━━━━━ Task inputs ━━━━━

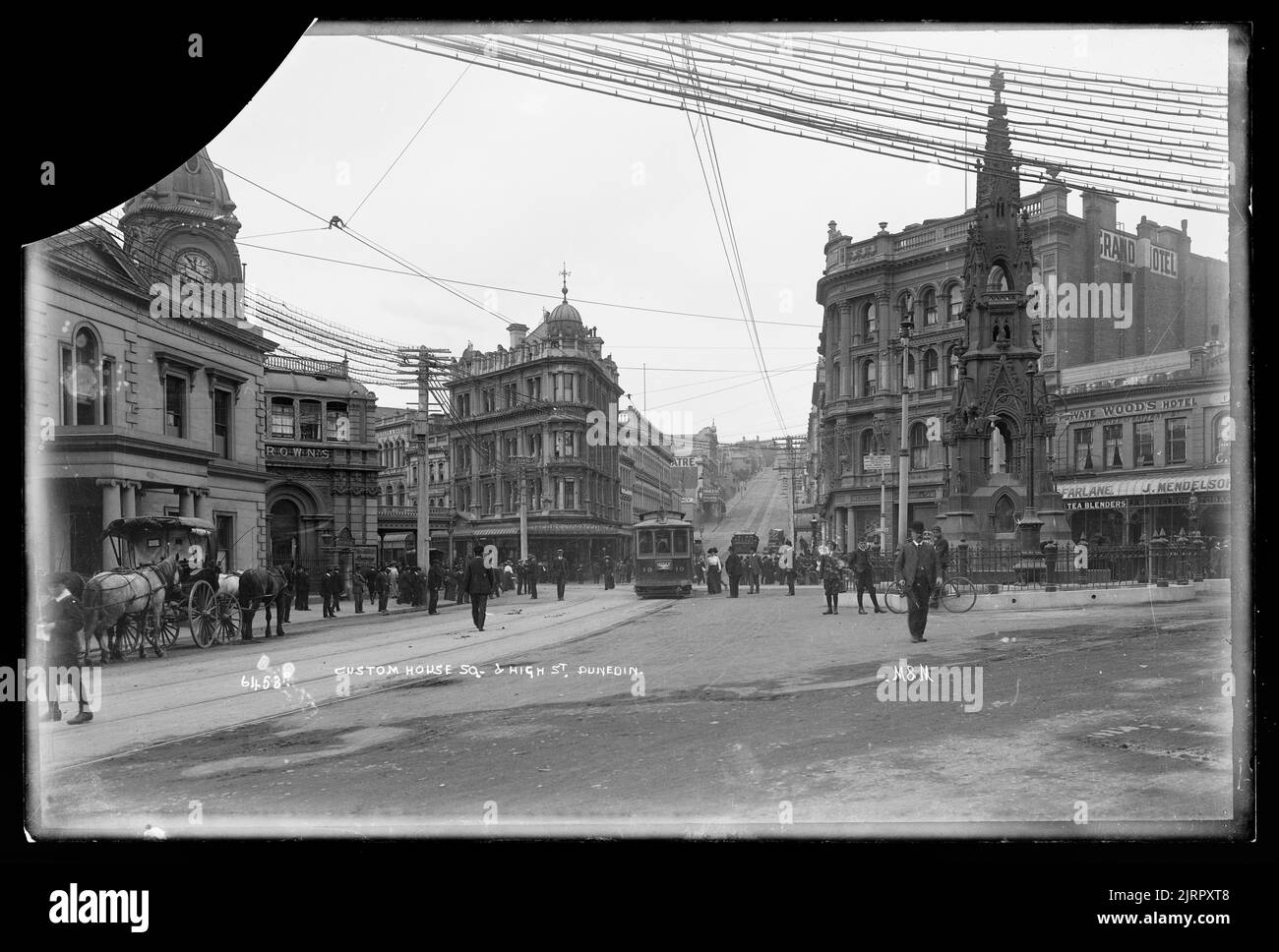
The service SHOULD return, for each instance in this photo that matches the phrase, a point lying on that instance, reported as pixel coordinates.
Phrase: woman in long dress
(712, 572)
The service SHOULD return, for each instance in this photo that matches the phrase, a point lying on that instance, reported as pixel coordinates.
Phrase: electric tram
(663, 542)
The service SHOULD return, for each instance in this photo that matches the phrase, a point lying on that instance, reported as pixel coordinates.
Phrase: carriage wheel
(170, 623)
(129, 631)
(229, 620)
(203, 614)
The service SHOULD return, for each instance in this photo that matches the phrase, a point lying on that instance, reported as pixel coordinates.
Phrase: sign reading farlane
(314, 452)
(1146, 487)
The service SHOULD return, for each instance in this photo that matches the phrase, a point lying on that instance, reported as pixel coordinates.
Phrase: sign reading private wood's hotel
(1136, 408)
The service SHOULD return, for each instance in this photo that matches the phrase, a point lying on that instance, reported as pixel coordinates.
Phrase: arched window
(1005, 513)
(955, 300)
(932, 379)
(1223, 435)
(919, 446)
(870, 377)
(930, 307)
(866, 447)
(86, 383)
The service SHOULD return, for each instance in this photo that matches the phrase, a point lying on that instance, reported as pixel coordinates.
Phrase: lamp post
(1031, 524)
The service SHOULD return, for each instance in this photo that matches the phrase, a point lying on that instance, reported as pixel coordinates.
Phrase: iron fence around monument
(1104, 566)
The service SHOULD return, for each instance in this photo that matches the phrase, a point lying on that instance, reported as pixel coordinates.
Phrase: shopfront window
(1175, 440)
(1143, 443)
(1083, 448)
(174, 406)
(1113, 441)
(308, 415)
(281, 418)
(337, 423)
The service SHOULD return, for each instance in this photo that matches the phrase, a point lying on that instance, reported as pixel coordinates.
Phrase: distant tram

━━━━━

| Exercise instructions |
Reproduce the records word for word, from their start through the line containing "(1104, 566)", with both of those lines included. Leave the pictures out of your copy.

| Output for this task |
The service SHOULD return, for each instance in this photo that matches the phrase, a point lying on that instance, reported as pixel coordinates.
Phrase: woman in long dress
(712, 572)
The service SHOULD return, for each instance in this photo that matches the phrase, a point lying on that instance, reported as pixel coordinates.
Phrase: electric tram
(663, 542)
The service SHOULD return, for each instance in this photo that matches the phrase, a point lying on that instance, reported as pixel coordinates.
Phrase: carriage wheel
(170, 623)
(129, 631)
(229, 620)
(203, 614)
The service SHOULD return, for each instance in this photo that matches the phrase, a point lying on that instance, reported as pixel coordinates.
Phrase: sign reading farlane
(314, 452)
(1146, 487)
The service SHOULD return, for each instance in this photo that matches the phrase, a point lying on that instance, reported as pixel coordinates.
Phrase: sign reading private wood's hotel
(1136, 408)
The service SHOULD return, for each instance in this photo that matches the phrase, a point lying on that instance, reported as pixel coordinates.
Phrase: arched window
(1005, 513)
(955, 300)
(932, 379)
(1223, 435)
(919, 446)
(870, 377)
(930, 307)
(866, 447)
(86, 383)
The service SHOULD return, for each instance in this photo that matches the phrase, a point lying on that instance, reported as pixel coordinates.
Phrase: lamp post
(1031, 524)
The service SHOULD return, for each instance in this photo that matches the phrase, a point lying on that instance, reported as pixel coordinates.
Phrase: iron fence around monument
(1104, 566)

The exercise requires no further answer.